:: GIVEN PROBLEM ::
Reproduce all entries verbatim, with nothing added or dropped.

----------

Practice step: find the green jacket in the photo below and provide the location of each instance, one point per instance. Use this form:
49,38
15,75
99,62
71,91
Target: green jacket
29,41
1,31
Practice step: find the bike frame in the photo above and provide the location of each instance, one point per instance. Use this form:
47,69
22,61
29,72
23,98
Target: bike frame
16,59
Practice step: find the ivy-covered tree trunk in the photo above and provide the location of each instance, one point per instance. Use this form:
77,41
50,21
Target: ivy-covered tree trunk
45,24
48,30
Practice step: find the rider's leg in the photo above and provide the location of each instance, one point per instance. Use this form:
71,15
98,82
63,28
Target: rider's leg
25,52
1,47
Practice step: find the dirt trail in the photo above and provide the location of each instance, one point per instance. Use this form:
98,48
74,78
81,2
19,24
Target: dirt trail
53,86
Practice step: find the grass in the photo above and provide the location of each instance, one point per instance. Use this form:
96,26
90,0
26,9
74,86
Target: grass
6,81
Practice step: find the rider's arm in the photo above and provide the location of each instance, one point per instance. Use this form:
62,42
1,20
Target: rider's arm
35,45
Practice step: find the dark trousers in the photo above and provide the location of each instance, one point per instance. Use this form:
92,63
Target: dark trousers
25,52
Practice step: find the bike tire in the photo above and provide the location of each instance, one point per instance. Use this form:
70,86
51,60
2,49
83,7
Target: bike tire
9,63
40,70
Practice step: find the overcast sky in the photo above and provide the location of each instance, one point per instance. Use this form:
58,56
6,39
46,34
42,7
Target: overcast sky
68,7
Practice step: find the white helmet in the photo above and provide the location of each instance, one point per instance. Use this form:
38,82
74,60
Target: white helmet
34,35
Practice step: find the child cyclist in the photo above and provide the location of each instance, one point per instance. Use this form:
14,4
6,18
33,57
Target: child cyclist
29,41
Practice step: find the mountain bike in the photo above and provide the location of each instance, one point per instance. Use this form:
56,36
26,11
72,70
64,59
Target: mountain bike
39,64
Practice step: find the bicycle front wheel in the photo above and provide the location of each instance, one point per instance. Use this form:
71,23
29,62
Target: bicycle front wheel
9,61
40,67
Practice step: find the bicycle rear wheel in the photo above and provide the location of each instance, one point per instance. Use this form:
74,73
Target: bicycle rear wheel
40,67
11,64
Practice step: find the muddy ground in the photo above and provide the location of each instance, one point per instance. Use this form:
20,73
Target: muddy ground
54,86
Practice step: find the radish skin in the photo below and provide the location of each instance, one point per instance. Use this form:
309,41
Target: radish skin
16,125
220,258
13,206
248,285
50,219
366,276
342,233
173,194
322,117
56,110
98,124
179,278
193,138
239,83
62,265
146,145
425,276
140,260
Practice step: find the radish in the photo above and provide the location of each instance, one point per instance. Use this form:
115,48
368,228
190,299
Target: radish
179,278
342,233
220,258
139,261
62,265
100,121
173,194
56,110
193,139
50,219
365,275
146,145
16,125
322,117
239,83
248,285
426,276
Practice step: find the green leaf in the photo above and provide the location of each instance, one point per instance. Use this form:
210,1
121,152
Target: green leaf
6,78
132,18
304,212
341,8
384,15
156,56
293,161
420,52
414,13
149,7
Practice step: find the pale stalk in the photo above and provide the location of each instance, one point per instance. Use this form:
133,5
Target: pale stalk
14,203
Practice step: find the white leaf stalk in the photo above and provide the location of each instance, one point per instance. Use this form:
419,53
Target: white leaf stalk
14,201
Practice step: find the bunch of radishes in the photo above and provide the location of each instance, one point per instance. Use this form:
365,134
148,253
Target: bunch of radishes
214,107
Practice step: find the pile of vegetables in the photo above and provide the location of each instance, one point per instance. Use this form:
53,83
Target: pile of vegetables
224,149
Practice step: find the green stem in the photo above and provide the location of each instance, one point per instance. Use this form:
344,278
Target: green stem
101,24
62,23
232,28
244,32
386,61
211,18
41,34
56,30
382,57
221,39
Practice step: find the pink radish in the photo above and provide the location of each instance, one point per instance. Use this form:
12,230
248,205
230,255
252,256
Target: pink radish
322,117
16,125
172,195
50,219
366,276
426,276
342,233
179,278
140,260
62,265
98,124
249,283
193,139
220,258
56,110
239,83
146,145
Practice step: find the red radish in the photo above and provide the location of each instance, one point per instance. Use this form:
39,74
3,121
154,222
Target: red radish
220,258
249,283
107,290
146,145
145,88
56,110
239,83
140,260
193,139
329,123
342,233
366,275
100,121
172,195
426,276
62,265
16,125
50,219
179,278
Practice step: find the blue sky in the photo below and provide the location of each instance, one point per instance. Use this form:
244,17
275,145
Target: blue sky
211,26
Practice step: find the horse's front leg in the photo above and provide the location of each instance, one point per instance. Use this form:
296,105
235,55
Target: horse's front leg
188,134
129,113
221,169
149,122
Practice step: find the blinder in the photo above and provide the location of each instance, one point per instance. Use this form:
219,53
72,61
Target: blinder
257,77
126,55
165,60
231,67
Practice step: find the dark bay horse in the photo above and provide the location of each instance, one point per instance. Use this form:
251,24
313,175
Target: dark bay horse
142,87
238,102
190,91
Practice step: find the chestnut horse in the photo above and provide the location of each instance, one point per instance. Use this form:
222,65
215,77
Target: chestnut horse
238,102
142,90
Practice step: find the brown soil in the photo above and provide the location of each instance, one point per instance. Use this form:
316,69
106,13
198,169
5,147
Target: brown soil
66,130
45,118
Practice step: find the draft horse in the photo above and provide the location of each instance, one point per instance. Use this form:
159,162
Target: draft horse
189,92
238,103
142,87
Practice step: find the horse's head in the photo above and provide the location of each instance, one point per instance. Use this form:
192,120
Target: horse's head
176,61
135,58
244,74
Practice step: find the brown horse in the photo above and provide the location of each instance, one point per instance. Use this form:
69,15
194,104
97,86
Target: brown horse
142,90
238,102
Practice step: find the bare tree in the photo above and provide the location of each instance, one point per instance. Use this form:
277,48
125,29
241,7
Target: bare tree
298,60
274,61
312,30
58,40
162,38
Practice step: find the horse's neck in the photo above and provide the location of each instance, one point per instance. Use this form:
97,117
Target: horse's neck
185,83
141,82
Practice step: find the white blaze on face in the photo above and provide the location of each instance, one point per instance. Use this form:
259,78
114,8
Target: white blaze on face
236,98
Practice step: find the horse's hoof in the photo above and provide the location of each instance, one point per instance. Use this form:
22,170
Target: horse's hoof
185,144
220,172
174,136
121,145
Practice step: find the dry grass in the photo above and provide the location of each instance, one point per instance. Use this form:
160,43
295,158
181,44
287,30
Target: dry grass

----------

:: COMPLETE OUTPUT ::
Practice step: find the green jacket in the photo below and provide the location of each instance, one point per instance. Use this form:
49,38
15,75
99,62
71,91
Target: green jacket
29,41
1,31
Practice step: find the bike frame in the photo above and provide the location of each instance, one point per instance. Use this form:
47,69
22,61
29,72
23,98
Target: bike frame
16,59
Practice step: find the ivy-covered tree trunk in the photo above and provide the location of each instance, one point per instance. Use this form:
77,41
50,21
Target: ivy-covered tree trunk
45,24
48,30
Practice step: find the rider's leg in the photo above and provide the location of each instance, one point per instance. Use this form:
71,15
98,82
63,28
Target: rider's leg
25,52
1,47
Practice step: find the dirt trail in the photo above and provide the location of each instance, one point per instance. Use this form:
98,48
74,78
81,2
19,24
Target: dirt trail
53,86
Practice step: find the grass in the photo above and provide the location of each instance, one point per instance. Use this form:
96,26
90,0
26,9
74,86
Target: grass
6,81
Practice step: find the rider's arm in the photo above and provide the location of each instance, one point per instance. Use this form:
62,42
1,20
Target: rider's arm
35,45
Practice step: find the dark trousers in the photo above and provide the location of each instance, one point per instance. Use this form:
92,63
Target: dark trousers
25,52
Practice step: find the bike tire in the photo above and provide the location of each instance, one point per instance. Use this form:
70,86
51,60
2,49
83,7
Target: bike tire
9,63
40,70
Practice step: find the overcast sky in the photo above and provide the location of each instance, one point per instance. Use this form:
58,56
6,39
46,34
42,7
Target: overcast sky
68,7
Practice step: find the white helmet in the photo above and provide the location of each instance, one point per instance. Use this form:
38,82
74,60
Target: white helmet
34,35
Practice step: find the child cyclist in the photo above and provide the location of each instance, one point per instance. Use this form:
14,4
6,18
33,57
Target: child cyclist
29,41
Practice step: find the mountain bike in the photo above and provide the location of each instance, one point per instance. Use this form:
56,36
26,11
72,70
64,59
Target: mountain bike
39,64
Practice step: find the bicycle front wheel in the photo above and provide the location of each instance, one point per instance. Use this form:
71,23
29,62
Target: bicycle front wheel
9,61
40,67
Practice step: find the bicycle rear wheel in the photo above and provide the location of each instance, one point per instance. Use this form:
74,73
Target: bicycle rear wheel
40,67
11,64
Practice step: find the muddy ground in the photo above and provide the location of each instance, one point per instance. Use this form:
20,73
Target: muddy ground
54,86
Practice step: find the radish skin in the photo below and provide the location of each instance, one point per instance. Use this form:
309,41
Target: radish skin
16,125
220,258
13,206
248,285
50,219
366,276
342,233
173,194
322,117
56,110
98,124
179,278
193,138
239,83
62,265
146,145
425,276
140,260
Practice step: find the radish in the photo above and provide the location of each instance, one point per instance. Use this form:
115,48
368,228
190,299
Target: radish
179,278
342,233
220,258
139,261
62,265
100,121
173,194
56,110
193,139
50,219
365,275
146,145
16,125
322,117
239,83
248,285
426,276
Practice step: find the green leaf in the photo above and provide the location of each instance, one point per instance. Use this form:
210,1
121,152
Target: green leaf
6,78
132,18
304,212
341,8
384,15
156,56
293,161
420,52
414,13
149,7
Practice step: find the pale stalk in the photo above and provide the location of each instance, one point per instance. Use this form:
133,5
Target: pale stalk
14,203
Practice step: find the white leaf stalk in the photo above and provide the location of each instance, one point per instance. Use this form:
419,53
Target: white leaf stalk
14,201
Practice step: find the bunch of radishes in the photo above and provide the location of each instance, one point per instance. Use this form:
365,134
148,253
Target: bunch of radishes
214,107
Practice step: find the pile of vegetables in the photo above and provide the location of each instance, one point per instance. Use this form:
53,83
Target: pile of vegetables
224,149
Practice step: find the green stem in the photo above and provide the location of each instance, one point per instance. Use this form:
344,278
Target: green stem
101,24
62,23
232,28
244,32
386,61
211,18
41,34
56,30
382,57
221,39
Practice step: find the pink radish in the photo above and provide the location of each instance, one point per instance. Use this form:
12,230
248,205
230,255
252,256
Target: pink radish
322,117
16,125
172,195
50,219
366,276
426,276
342,233
179,278
140,260
62,265
98,124
249,283
193,139
220,258
56,110
239,83
146,145
Practice step: find the red radish in the photo above and provide the location of each instance, one point per instance. Use this form:
39,74
3,121
154,222
Target: red radish
220,258
249,283
107,290
146,145
145,88
56,110
239,83
140,260
193,139
329,123
342,233
366,275
100,121
172,195
426,276
62,265
16,125
50,219
179,278
Practice step: find the blue sky in the photo below and provide the location of each instance, one point per instance. Use this form:
244,17
275,145
Target: blue sky
211,26
Practice step: find the horse's front leg in the photo above and provide the location of each instance, one point per instance. Use this form:
296,105
235,55
Target: horse's front leg
188,134
129,113
221,169
149,122
Practice step: find the blinder in the photo above and provide the location of each instance, one point per instance. Use this form:
219,53
72,61
Target: blinder
257,77
126,55
165,60
231,67
Practice step: find the dark bay horse in the photo above and provide the location of each instance, one point per instance. Use this form:
251,24
313,175
Target: dark bay horse
142,87
238,102
190,91
Practice step: find the chestnut horse in the photo above and provide the location of each instance, one point per instance. Use this form:
222,65
215,77
Target: chestnut horse
238,102
142,90
Practice step: find the brown soil in the photo above and provide the location of each instance, one point per instance. Use this form:
316,69
106,13
198,169
5,147
Target: brown soil
66,130
45,118
Practice step: find the draft horse in the photo above and provide the location of each instance, one point per instance. Use this form:
159,162
Target: draft horse
189,92
238,103
142,87
Practice step: find the horse's head in the photo above and provide the location of each instance, one point per instance. Use this form:
192,120
Target: horse's head
176,61
135,58
244,74
Practice step: find the brown horse in the photo above and provide the location of each instance, one point per instance. Use this form:
69,15
194,104
97,86
Target: brown horse
142,90
238,102
Practice step: find the bare tree in the photo above and provide the location of each instance, one point per instance. Use this form:
277,48
125,29
241,7
Target: bare tree
298,60
274,61
312,30
58,40
162,38
Practice step: find the horse's neck in the photo above and provide the location of each instance, one point per instance. Use this form:
97,117
Target: horse's neck
185,83
141,82
Practice step: find the white blaze on face in the photo above and provide the location of each instance, one point per instance. Use this form:
259,78
114,8
Target: white blaze on face
236,98
Practice step: find the horse's hoof in the photo above and provide the location of each instance, one point per instance. Use this form:
22,170
Target: horse's hoof
185,144
220,172
174,136
121,145
Practice step: find the dry grass in the photo above and provide the location of each instance, one point per instance. Use this form:
160,43
295,158
181,44
287,30
Target: dry grass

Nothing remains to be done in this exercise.